EXERCISE PROMPT:
The records below must be transcribed precisely and in full.

Data records:
★ ★ ★ ★ ★
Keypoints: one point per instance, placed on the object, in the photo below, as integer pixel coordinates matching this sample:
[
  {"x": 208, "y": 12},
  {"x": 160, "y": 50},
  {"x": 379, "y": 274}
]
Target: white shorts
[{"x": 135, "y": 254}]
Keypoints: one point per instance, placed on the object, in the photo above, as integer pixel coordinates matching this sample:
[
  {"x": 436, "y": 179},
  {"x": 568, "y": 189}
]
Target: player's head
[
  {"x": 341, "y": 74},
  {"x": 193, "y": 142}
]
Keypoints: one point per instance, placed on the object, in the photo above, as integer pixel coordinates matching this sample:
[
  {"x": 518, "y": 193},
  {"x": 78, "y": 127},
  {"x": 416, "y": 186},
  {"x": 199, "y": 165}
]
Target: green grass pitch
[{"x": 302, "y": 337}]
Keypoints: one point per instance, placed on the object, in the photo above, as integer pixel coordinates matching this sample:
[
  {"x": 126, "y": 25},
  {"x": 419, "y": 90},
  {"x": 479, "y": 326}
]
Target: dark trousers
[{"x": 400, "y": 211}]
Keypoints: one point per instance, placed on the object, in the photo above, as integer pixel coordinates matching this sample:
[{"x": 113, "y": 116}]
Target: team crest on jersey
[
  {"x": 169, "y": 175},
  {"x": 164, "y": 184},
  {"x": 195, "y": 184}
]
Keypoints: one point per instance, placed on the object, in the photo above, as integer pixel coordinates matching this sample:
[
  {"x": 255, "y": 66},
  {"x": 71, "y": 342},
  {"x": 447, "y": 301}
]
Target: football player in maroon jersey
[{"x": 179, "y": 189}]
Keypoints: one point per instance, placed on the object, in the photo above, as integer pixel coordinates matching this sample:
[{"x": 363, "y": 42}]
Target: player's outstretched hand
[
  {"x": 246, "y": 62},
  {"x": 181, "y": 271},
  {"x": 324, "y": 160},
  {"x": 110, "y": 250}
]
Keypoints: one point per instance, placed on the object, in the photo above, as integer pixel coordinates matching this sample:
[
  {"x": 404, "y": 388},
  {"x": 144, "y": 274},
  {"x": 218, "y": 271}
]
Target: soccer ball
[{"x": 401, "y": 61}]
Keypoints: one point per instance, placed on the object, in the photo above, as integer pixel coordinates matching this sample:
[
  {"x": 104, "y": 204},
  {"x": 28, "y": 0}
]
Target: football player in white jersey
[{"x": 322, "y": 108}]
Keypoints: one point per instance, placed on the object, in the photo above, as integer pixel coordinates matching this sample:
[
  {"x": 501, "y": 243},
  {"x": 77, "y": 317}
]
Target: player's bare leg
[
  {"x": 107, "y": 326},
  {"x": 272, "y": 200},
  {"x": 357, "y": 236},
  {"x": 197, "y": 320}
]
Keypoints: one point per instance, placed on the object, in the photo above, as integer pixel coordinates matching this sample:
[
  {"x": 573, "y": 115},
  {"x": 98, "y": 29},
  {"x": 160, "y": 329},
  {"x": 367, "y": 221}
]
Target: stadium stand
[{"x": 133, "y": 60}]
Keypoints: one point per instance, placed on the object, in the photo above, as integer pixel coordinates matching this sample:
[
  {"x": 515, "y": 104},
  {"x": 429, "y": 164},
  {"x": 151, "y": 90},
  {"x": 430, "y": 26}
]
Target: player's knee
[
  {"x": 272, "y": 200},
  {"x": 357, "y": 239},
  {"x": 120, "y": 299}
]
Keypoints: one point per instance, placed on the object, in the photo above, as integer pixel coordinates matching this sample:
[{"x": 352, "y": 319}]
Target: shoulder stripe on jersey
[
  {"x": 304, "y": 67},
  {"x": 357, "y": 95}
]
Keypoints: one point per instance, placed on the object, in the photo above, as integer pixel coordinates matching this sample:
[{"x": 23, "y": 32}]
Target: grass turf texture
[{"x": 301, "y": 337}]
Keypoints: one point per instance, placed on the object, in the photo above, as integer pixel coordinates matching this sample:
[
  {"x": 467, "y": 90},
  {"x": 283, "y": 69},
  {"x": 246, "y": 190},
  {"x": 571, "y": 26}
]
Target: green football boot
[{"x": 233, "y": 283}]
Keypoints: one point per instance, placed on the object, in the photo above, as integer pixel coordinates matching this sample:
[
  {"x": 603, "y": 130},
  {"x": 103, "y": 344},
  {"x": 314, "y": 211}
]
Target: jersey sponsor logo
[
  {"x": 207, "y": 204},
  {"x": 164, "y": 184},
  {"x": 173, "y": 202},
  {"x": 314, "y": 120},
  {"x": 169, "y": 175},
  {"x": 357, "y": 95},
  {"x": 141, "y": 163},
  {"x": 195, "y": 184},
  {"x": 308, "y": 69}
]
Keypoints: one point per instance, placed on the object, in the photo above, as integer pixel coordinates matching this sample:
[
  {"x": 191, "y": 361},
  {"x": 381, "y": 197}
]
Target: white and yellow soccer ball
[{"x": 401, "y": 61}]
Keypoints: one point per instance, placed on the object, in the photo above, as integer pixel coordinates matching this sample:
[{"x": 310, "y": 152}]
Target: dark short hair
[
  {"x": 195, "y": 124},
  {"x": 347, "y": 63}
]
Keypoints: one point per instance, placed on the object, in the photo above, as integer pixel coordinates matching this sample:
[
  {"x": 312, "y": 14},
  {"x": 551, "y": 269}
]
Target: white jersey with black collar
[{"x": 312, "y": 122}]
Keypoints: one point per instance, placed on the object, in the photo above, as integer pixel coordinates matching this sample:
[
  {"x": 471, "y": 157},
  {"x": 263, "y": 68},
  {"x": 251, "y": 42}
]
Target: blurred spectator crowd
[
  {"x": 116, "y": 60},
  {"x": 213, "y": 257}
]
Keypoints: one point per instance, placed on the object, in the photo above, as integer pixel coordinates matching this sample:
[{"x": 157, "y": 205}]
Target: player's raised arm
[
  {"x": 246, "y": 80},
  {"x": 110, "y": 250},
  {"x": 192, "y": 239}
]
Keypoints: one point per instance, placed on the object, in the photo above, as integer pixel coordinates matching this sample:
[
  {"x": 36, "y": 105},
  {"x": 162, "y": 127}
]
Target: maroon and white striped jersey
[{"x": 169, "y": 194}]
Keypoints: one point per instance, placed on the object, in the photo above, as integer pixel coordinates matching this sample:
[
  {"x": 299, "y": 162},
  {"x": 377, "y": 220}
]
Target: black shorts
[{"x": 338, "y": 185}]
★ ★ ★ ★ ★
TASK ANSWER:
Keypoints: one point per instance, placed on the object, in the photo below, as integer pixel coordinates matching this sample:
[
  {"x": 208, "y": 12},
  {"x": 160, "y": 50},
  {"x": 379, "y": 274}
]
Target: white shorts
[{"x": 135, "y": 254}]
Keypoints: one point per instance, placed on the object, in the photo above, as integer pixel coordinates matching this sample:
[
  {"x": 436, "y": 179},
  {"x": 568, "y": 189}
]
Target: player's head
[
  {"x": 341, "y": 74},
  {"x": 193, "y": 142}
]
Keypoints: one point per instance, placed on the object, in the photo above, as integer pixel coordinates matching this sample:
[
  {"x": 518, "y": 193},
  {"x": 78, "y": 127},
  {"x": 416, "y": 186},
  {"x": 199, "y": 165}
]
Target: green grass pitch
[{"x": 302, "y": 337}]
Keypoints: one point per instance, placed on the object, in the photo above, as integer pixel coordinates matching this sample:
[
  {"x": 126, "y": 25},
  {"x": 419, "y": 90},
  {"x": 479, "y": 326}
]
Target: dark trousers
[{"x": 400, "y": 211}]
Keypoints: one point per instance, placed on the object, in the photo above, as integer pixel coordinates matching this sample:
[{"x": 113, "y": 116}]
Target: team crest on jersey
[
  {"x": 169, "y": 175},
  {"x": 164, "y": 184},
  {"x": 195, "y": 184}
]
Keypoints: one point per instance, placed on the object, in the photo above, as integer pixel coordinates matching this sample:
[
  {"x": 255, "y": 66},
  {"x": 71, "y": 342},
  {"x": 447, "y": 301}
]
Target: football player in maroon jersey
[{"x": 179, "y": 189}]
Keypoints: one point per instance, placed on the object, in the photo above, as integer pixel coordinates matching this sample:
[{"x": 363, "y": 42}]
Target: player's outstretched hand
[
  {"x": 246, "y": 62},
  {"x": 181, "y": 271},
  {"x": 324, "y": 160},
  {"x": 110, "y": 250}
]
Keypoints: one point per instance, placed on the object, in the photo above, as integer pixel coordinates matching this sample:
[
  {"x": 404, "y": 388},
  {"x": 144, "y": 274},
  {"x": 218, "y": 271}
]
Target: soccer ball
[{"x": 401, "y": 61}]
Keypoints: one point per instance, placed on the object, in the photo above, as integer pixel coordinates matching this sample:
[
  {"x": 104, "y": 204},
  {"x": 28, "y": 0}
]
Target: football player in white jersey
[{"x": 322, "y": 108}]
Keypoints: one point per instance, placed on the object, in the photo above, as integer pixel coordinates matching this sample:
[
  {"x": 501, "y": 243},
  {"x": 77, "y": 317}
]
Target: player's bare leg
[
  {"x": 107, "y": 326},
  {"x": 272, "y": 200},
  {"x": 357, "y": 236},
  {"x": 197, "y": 320}
]
Keypoints: one point per instance, placed on the object, in the photo above, as integer pixel coordinates matching this sample:
[
  {"x": 573, "y": 115},
  {"x": 98, "y": 29},
  {"x": 160, "y": 329},
  {"x": 367, "y": 221}
]
Target: stadium stand
[{"x": 133, "y": 60}]
Keypoints: one point per instance, placed on the object, in the photo above, as integer pixel coordinates matching this sample:
[
  {"x": 515, "y": 104},
  {"x": 429, "y": 164},
  {"x": 151, "y": 90},
  {"x": 430, "y": 26}
]
Target: player's knee
[
  {"x": 272, "y": 200},
  {"x": 357, "y": 239},
  {"x": 120, "y": 299}
]
Keypoints: one point per instance, placed on the object, in the photo above, as integer pixel coordinates matching this sample:
[{"x": 352, "y": 319}]
Target: shoulder stripe on jersey
[
  {"x": 304, "y": 67},
  {"x": 357, "y": 95}
]
Keypoints: one point per instance, placed on the object, in the photo above, as integer pixel coordinates matching this sample:
[{"x": 23, "y": 32}]
Target: grass turf texture
[{"x": 301, "y": 337}]
Keypoints: one point per instance, placed on the object, in the photo above, as integer pixel coordinates matching this sample:
[
  {"x": 467, "y": 90},
  {"x": 283, "y": 69},
  {"x": 246, "y": 190},
  {"x": 571, "y": 26}
]
Target: green football boot
[{"x": 233, "y": 283}]
Keypoints: one point per instance, placed on the object, in the photo above, as integer pixel coordinates matching this sample:
[
  {"x": 603, "y": 130},
  {"x": 103, "y": 344},
  {"x": 314, "y": 211}
]
Target: jersey sponsor logo
[
  {"x": 207, "y": 204},
  {"x": 164, "y": 184},
  {"x": 173, "y": 202},
  {"x": 314, "y": 120},
  {"x": 169, "y": 175},
  {"x": 357, "y": 95},
  {"x": 141, "y": 163},
  {"x": 195, "y": 184},
  {"x": 308, "y": 69}
]
Keypoints: one point per instance, placed on the object, in the photo above, as integer pixel coordinates matching this sample:
[
  {"x": 191, "y": 361},
  {"x": 381, "y": 197}
]
Target: white and yellow soccer ball
[{"x": 401, "y": 61}]
Keypoints: one point per instance, placed on the object, in the photo above, as integer pixel coordinates matching this sample:
[{"x": 310, "y": 152}]
Target: dark short hair
[
  {"x": 195, "y": 124},
  {"x": 347, "y": 63}
]
Keypoints: one point per instance, placed on the object, in the photo above, as integer pixel coordinates matching this sample:
[
  {"x": 312, "y": 14},
  {"x": 551, "y": 269}
]
Target: white jersey with black collar
[{"x": 312, "y": 122}]
Keypoints: one point per instance, placed on the object, in the photo above, as integer pixel coordinates matching this sample:
[
  {"x": 471, "y": 157},
  {"x": 263, "y": 68},
  {"x": 251, "y": 42}
]
Target: blurred spectator crowd
[
  {"x": 116, "y": 60},
  {"x": 213, "y": 257}
]
Keypoints: one point per instance, placed on the object, in the photo above, as integer pixel coordinates matching this sample:
[{"x": 157, "y": 205}]
Target: player's raised arm
[
  {"x": 246, "y": 80},
  {"x": 110, "y": 250},
  {"x": 192, "y": 239}
]
Keypoints: one point per instance, placed on the object, in the photo above, as integer pixel coordinates matching this sample:
[
  {"x": 36, "y": 105},
  {"x": 162, "y": 127}
]
Target: maroon and white striped jersey
[{"x": 169, "y": 194}]
Keypoints: one point per instance, placed on the object, in the photo above, as integer pixel coordinates matching this sample:
[
  {"x": 299, "y": 162},
  {"x": 377, "y": 220}
]
Target: black shorts
[{"x": 338, "y": 185}]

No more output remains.